TASK DESCRIPTION:
Look through the entries and count each line that includes the string "instance". Reply with the number alone.

INPUT RECORDS:
=== Section Start ===
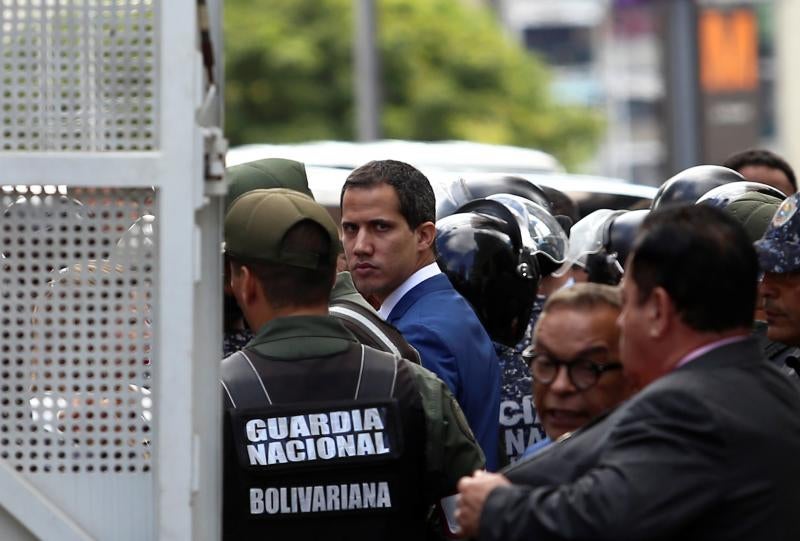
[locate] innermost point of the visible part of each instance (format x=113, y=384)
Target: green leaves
x=449, y=72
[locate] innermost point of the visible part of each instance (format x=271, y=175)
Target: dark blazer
x=453, y=344
x=709, y=451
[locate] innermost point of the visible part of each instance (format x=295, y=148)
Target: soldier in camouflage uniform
x=779, y=258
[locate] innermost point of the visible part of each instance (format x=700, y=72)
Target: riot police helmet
x=601, y=241
x=542, y=234
x=724, y=195
x=752, y=204
x=465, y=189
x=686, y=187
x=482, y=252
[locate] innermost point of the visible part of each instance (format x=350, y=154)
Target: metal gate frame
x=187, y=463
=== Section End ===
EXERCISE SOLUTION:
5